### Challenges
A - Decide whether each statement about the security review below agrees with it: (i) the reviewer judges the security considerations adequate; (ii) the reviewer's editorial corrections cover the entire document; (iii) the reviewer's worry about the C code concerns bound checking. Answer yes or no for each, quoting the deciding words of the review.
B - Reproduce word for word the portion of the security review that opens with the words containing "-The IP-MR codec" and closes with "telephony and videoconferencing.".

### Page

Hi.

I have reviewed this document as part of the security directorate's
ongoing effort to review all IETF documents being processed by the
IESG.  These comments were written primarily for the benefit of the
security area directors.  Document editors and WG chairs should treat
these comments just like any other last call comments.

The document defines how SPIRIT IP-MR encoded speech signals can be
transported over RTP. The security considerations seem to be adequate.
However, I am concerned about the C code in the appendix extracting
frame information. The code does not seem to do proper bound checking,
which I think is a problem that needs to be fixed. I understand that
the frame size is an out parameter - still the size of the buffer
passed via pCoded should be available so that proper bound checking
can be performed.

Other than that, I noticed a number of editorial issues, mostly due to
missing articles etc. I am attaching a unified context diff correcting
some of the issues (but note that I stopped making changes at the end
of section 3 - so there is likely more to fix).

/js

-- 
Juergen Schoenwaelder           Jacobs University Bremen gGmbH
Phone: +49 421 200 3587         Campus Ring 1, 28759 Bremen, Germany
Fax:   +49 421 200 3103         <

http://www.jacobs-university.de/

>


--- draft-ietf-avt-rtp-ipmr-12.txt	2010-03-05 14:34:16.000000000 +0100
+++ draft-ietf-avt-rtp-ipmr-12-js.txt	2010-03-05 14:51:08.000000000 +0100
@@ -124,7 +124,7 @@
 
 2. IP-MR Codec Description 
 
-The IP-MR codec is scalable adaptive multi-rate wideband speech codec 
+The IP-MR codec is a scalable adaptive multi-rate wideband speech codec 
 designed by SPIRIT for use in IP based networks. These codec is suitable
 for real time communications such as telephony and videoconferencing.

### Dataset
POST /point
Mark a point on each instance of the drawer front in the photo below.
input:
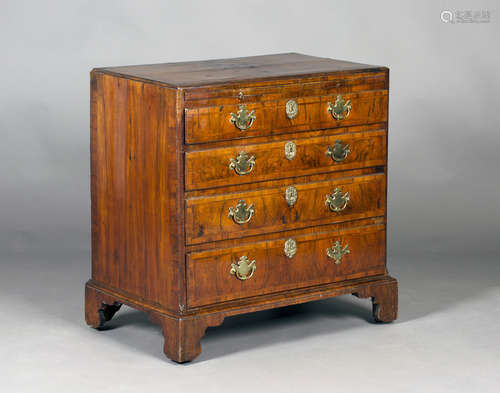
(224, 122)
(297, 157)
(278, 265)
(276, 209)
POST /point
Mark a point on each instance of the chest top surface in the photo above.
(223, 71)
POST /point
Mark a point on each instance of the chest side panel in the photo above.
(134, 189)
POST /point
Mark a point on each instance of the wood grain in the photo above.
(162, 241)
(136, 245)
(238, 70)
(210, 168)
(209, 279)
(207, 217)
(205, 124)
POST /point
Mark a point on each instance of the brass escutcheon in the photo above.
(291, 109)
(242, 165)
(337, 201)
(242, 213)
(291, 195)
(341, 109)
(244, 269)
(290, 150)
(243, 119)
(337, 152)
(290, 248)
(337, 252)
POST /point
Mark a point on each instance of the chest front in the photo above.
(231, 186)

---

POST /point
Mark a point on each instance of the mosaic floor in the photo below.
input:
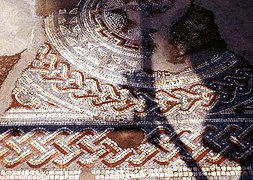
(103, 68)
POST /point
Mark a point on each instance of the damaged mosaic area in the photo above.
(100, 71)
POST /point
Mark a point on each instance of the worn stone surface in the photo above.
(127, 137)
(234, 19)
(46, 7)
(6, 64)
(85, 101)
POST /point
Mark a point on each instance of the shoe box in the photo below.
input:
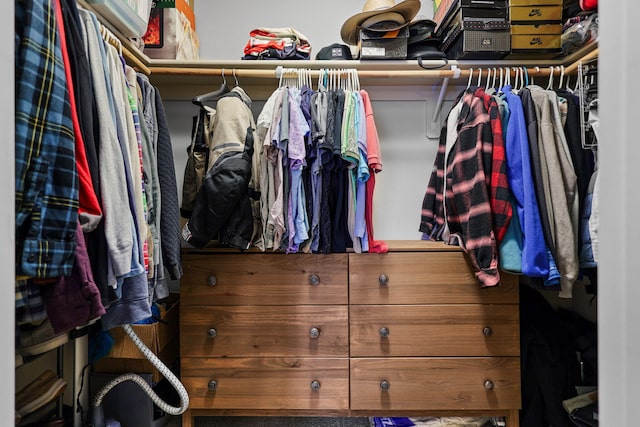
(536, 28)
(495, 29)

--

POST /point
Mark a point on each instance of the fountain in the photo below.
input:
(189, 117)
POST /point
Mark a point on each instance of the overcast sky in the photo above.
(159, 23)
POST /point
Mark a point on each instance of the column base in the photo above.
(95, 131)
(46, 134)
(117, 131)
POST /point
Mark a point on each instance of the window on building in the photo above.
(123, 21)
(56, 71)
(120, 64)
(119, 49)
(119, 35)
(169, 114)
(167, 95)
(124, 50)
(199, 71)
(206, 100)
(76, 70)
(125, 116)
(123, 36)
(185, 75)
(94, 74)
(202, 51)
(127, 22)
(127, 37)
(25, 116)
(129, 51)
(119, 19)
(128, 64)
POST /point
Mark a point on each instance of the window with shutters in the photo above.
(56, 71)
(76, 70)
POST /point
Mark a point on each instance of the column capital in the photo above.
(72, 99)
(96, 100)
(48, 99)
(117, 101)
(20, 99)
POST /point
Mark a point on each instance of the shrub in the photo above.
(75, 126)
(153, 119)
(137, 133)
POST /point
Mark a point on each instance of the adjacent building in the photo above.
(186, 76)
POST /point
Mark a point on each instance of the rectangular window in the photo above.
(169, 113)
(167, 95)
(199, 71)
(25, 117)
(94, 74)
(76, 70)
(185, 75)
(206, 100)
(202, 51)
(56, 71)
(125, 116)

### Answers for this exercise
A -
(i) Yes: "The security considerations seem to be adequate."
(ii) No: "I stopped making changes at the end of section 3 - so there is likely more to fix"
(iii) Yes: "The code does not seem to do proper bound checking"

B -
-The IP-MR codec is scalable adaptive multi-rate wideband speech codec 
+The IP-MR codec is a scalable adaptive multi-rate wideband speech codec 
 designed by SPIRIT for use in IP based networks. These codec is suitable
 for real time communications such as telephony and videoconferencing.